(Photo-based referring expression data)
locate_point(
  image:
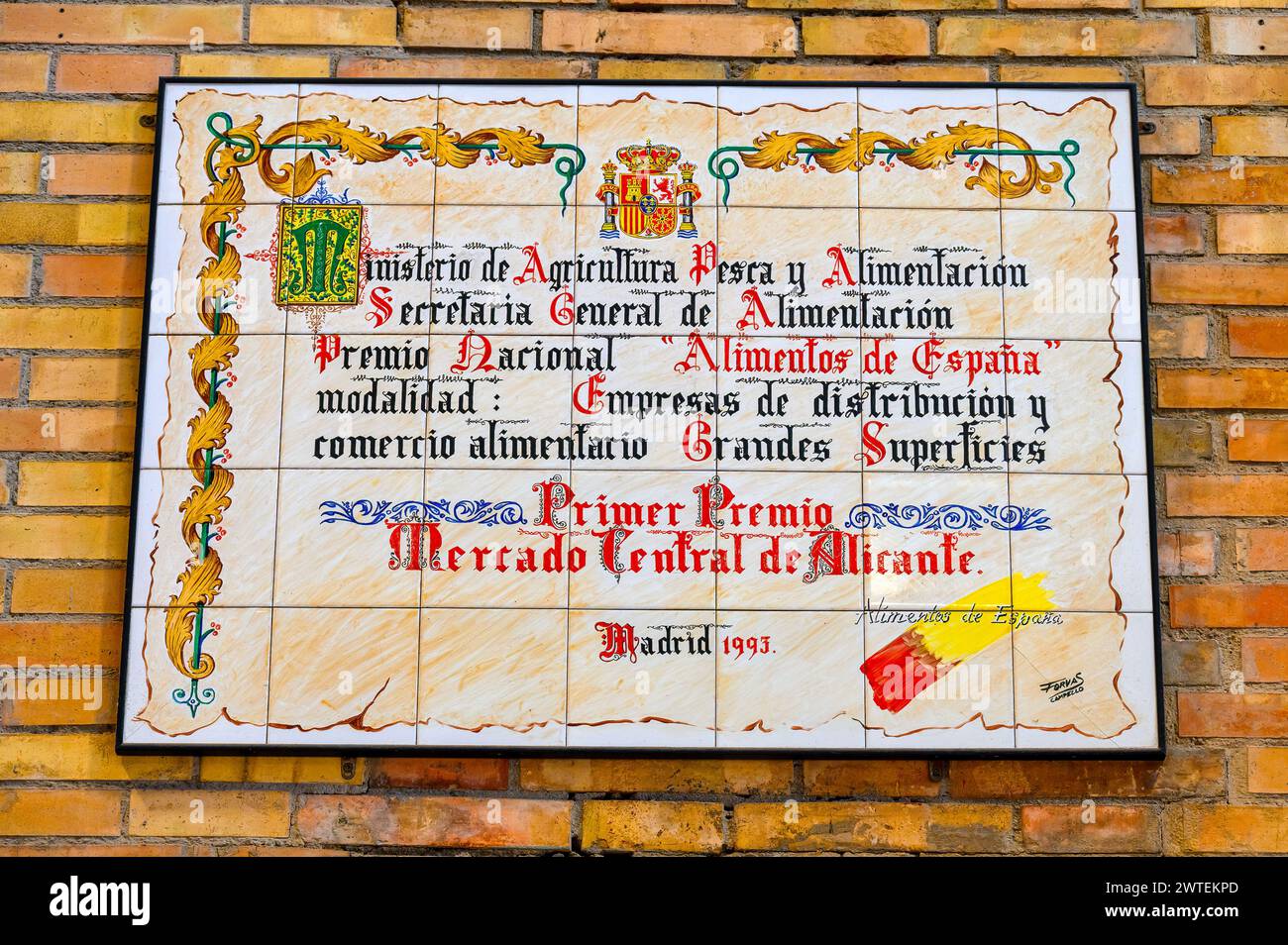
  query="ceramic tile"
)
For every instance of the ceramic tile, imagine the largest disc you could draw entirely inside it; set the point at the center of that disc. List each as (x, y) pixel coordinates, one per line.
(356, 402)
(1087, 129)
(643, 411)
(267, 112)
(377, 124)
(778, 383)
(503, 270)
(656, 286)
(765, 133)
(249, 378)
(938, 680)
(501, 400)
(931, 404)
(1078, 407)
(642, 143)
(804, 280)
(914, 137)
(488, 538)
(240, 541)
(642, 679)
(492, 678)
(790, 536)
(349, 538)
(498, 145)
(226, 705)
(768, 660)
(343, 677)
(932, 271)
(1086, 541)
(643, 542)
(178, 291)
(1073, 683)
(936, 540)
(1082, 284)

- _What the exercise asks_: With the pictures removed, return all the entries exactly.

- _Task solution_:
locate_point(
  image:
  query="ceramic tile"
)
For every instance of the ceramic tile, imagine the largest disc you could draw entirely inside it; set the point at the center of that disc. List each as (x, y) pixel coordinates, one per line.
(356, 402)
(1087, 129)
(643, 411)
(267, 112)
(377, 124)
(778, 383)
(503, 270)
(656, 286)
(765, 133)
(249, 378)
(938, 680)
(501, 400)
(931, 404)
(1078, 407)
(642, 143)
(804, 280)
(914, 137)
(488, 538)
(240, 541)
(642, 679)
(492, 678)
(790, 536)
(349, 538)
(498, 145)
(226, 705)
(768, 660)
(343, 677)
(932, 271)
(1086, 541)
(643, 542)
(178, 291)
(1073, 683)
(936, 540)
(1082, 284)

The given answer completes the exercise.